── Passage provided

10 August 2005

2001 Census Figures On Religion Ludicrously Exaggerated

In its submission to the Office of National Statistics consultation about the 2011 Census, the National Secular Society has criticised the religious question used for England and Wales as being “imprecise to the point of being unprofessional” and resulting in grossly exaggerated figures for the extent of religious belief. The Society proposes an alternative based on the questions used in the 2001 Scottish Census.

Keith Porteous Wood, Executive Director of the National Secular Society commented: “If the objective was to maximise the figure for religious affiliation and minimise it for non-belief, it is difficult to think of any method that would achieve this more effectively than that used in the 2001 English Census.

1. The question was so vague: What is your religion?, rather than make it clear it is the religion (if any) to which you belong at the time of the census, rather than the much higher figure, that of your upbringing. Respondents predominantly opted for this latter interpretation.
2. Even those who no longer practise any religion are used to tick Christian, CofE or RC as a default option on official forms, as for hospital admissions
3. The “none” option was presented in an unnecessarily bald way which put non-religious people off ticking it.

────

> [What you should do]: Carry on the piece about the 2001 Census religion question, starting right after its third numbered point. You won't need the listing for this.

── Records shown

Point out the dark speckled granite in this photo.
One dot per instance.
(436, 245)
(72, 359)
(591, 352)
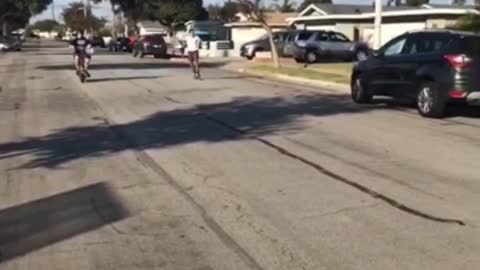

────

> [Response]:
4. The head of the household completes the forms, and is likely to be more religious and put down the religion he would like his/her household to be, rather than as they are. Some householders may not wish to disclose to the head of the household that they no longer share the predominant religion in the household.

Keith Porteous Wood added: “The Office of National Statistics acknowledges that, in effect, the question was interpreted by respondents as being ‘upbringing’. In Scotland, both questions were asked. For those of no religion the proportional difference was a third: 28% (now) v. 18% (upbringing). For the religious, the current figure was 7% lower for religious affiliation than the ‘upbringing’ figure (67% v. 74%).”

“The England and Wales results were so misleading that it would be better to have no such question in the 2011 Census, unless substantial improvements are made. Instead, we propose that the Scottish method be adopted, which asks about religion or belief to which the respondent belonged in upbringing and belongs currently. We believe it would also be helpful to know how many of those belonging to a religion currently practice it.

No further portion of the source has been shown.